SELECTED EXTRACT:
-- Opening Marker --
Read your poem and it reminded me of something I wrote a while ago...
When my family was living at the United Stated Air Force Base, in Wiesbaden, Germany, my father frequently flew on C-130’s to and from “training missions.” He was a radar technician, so flying to remote locations to provide technical support was not out of the ordinary. One day in late September 1996, he was coming home from a six-month mission. My mom and I were watching his plane come in with all the other families and then something strange happen. The plane was on approach to land when it suddenly broke-off its approach and started to climb. We thought that the plane had made a bad approach and was trying to make another runway approach. The plane circled around and made another attempt at landing, it failed to land this time too and we started to worry. After the third failure the plane went into a holding pattern; this is when we went to find the flight controller on duty. The flight controller, a close friend of the family, said that the plane was having difficulty with one of its landing gears, and it would have to land on three of its four landing gears. We had an opportunity to speak with him before the landing, and he said that he loved us very much. The plane landing was fine; until the landing gears caved-in under the plane’s weight, and the plane started skidding on the runway. The sparks looked horrible but everyone on-board was okay, except for my father. He suffered a compound fracture in both legs, the kind where the bone has broken in several places and pierced the skin. The damage in his legs was extensive, and he lost both of them in the hospital later that week, in a combination of hemorrhaging, gangrene and infection.
-- Closing Marker --
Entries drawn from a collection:
-- Opening Marker --
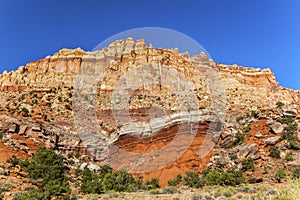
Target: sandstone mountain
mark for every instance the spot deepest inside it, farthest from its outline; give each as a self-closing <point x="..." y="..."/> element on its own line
<point x="159" y="112"/>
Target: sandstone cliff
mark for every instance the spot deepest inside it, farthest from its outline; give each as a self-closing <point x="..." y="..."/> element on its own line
<point x="62" y="102"/>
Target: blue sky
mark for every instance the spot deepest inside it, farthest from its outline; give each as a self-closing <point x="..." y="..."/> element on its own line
<point x="257" y="33"/>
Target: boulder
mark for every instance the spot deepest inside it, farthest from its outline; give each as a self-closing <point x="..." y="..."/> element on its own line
<point x="245" y="150"/>
<point x="13" y="128"/>
<point x="272" y="140"/>
<point x="23" y="129"/>
<point x="290" y="110"/>
<point x="276" y="127"/>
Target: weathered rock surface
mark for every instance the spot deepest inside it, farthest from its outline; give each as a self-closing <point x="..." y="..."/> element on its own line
<point x="61" y="102"/>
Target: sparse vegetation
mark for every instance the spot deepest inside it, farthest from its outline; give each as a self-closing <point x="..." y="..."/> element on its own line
<point x="46" y="167"/>
<point x="280" y="175"/>
<point x="239" y="139"/>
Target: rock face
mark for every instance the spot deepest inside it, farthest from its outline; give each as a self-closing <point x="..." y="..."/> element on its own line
<point x="146" y="101"/>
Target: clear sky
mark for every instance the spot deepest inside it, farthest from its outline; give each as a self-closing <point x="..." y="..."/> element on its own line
<point x="256" y="33"/>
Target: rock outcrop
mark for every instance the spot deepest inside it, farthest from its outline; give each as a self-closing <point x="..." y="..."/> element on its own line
<point x="139" y="99"/>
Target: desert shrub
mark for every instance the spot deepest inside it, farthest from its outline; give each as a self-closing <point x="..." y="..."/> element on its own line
<point x="287" y="120"/>
<point x="246" y="128"/>
<point x="119" y="181"/>
<point x="279" y="104"/>
<point x="17" y="195"/>
<point x="274" y="152"/>
<point x="280" y="175"/>
<point x="229" y="177"/>
<point x="174" y="182"/>
<point x="90" y="183"/>
<point x="192" y="179"/>
<point x="296" y="173"/>
<point x="68" y="107"/>
<point x="239" y="118"/>
<point x="248" y="165"/>
<point x="46" y="167"/>
<point x="265" y="170"/>
<point x="294" y="145"/>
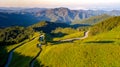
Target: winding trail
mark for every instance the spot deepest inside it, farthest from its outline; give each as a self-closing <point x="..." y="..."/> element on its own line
<point x="33" y="60"/>
<point x="72" y="39"/>
<point x="11" y="54"/>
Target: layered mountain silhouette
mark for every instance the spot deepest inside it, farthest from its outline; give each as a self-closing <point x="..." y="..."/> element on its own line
<point x="29" y="16"/>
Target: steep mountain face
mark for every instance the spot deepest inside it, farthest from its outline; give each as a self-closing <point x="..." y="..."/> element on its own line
<point x="105" y="25"/>
<point x="29" y="16"/>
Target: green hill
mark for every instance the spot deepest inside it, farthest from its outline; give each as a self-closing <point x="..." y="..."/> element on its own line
<point x="102" y="49"/>
<point x="92" y="20"/>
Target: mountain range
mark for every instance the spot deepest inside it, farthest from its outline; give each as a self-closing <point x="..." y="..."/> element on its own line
<point x="29" y="16"/>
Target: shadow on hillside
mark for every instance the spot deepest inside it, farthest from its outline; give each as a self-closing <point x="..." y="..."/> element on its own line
<point x="23" y="61"/>
<point x="3" y="56"/>
<point x="17" y="59"/>
<point x="100" y="42"/>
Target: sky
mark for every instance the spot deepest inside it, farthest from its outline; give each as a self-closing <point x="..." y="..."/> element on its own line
<point x="71" y="4"/>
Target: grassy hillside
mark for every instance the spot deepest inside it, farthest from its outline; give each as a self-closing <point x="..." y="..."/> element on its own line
<point x="25" y="53"/>
<point x="101" y="50"/>
<point x="14" y="35"/>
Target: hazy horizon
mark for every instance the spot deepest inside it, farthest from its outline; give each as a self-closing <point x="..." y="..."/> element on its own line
<point x="71" y="4"/>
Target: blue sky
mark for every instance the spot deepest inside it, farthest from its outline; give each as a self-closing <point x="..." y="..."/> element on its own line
<point x="72" y="4"/>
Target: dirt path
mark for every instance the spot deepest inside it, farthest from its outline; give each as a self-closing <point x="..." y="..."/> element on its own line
<point x="72" y="39"/>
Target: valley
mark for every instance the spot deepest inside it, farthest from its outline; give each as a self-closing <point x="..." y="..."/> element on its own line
<point x="96" y="43"/>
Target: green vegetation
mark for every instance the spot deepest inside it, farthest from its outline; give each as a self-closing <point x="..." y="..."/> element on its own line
<point x="92" y="20"/>
<point x="105" y="25"/>
<point x="14" y="35"/>
<point x="102" y="49"/>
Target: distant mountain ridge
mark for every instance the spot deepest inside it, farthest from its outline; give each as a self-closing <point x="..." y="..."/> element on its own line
<point x="29" y="16"/>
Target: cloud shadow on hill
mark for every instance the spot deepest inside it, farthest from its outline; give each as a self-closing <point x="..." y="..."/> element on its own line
<point x="100" y="42"/>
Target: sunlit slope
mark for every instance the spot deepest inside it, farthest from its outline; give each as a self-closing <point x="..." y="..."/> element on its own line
<point x="102" y="49"/>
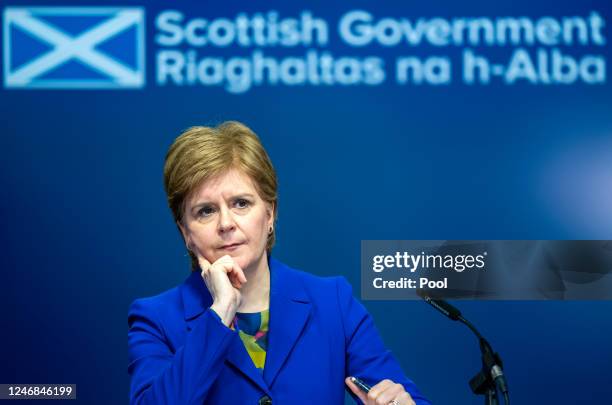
-- Closing Marker --
Translate this sentence from the account of the plane landing into Spanish: "He was a radar technician, so flying to remote locations to provide technical support was not out of the ordinary." These lines have no connection to the account of the plane landing.

REPLY TO THE EXERCISE:
Era técnico de radar, por lo que volar a lugares remotos para brindar apoyo técnico no era nada fuera de lo común.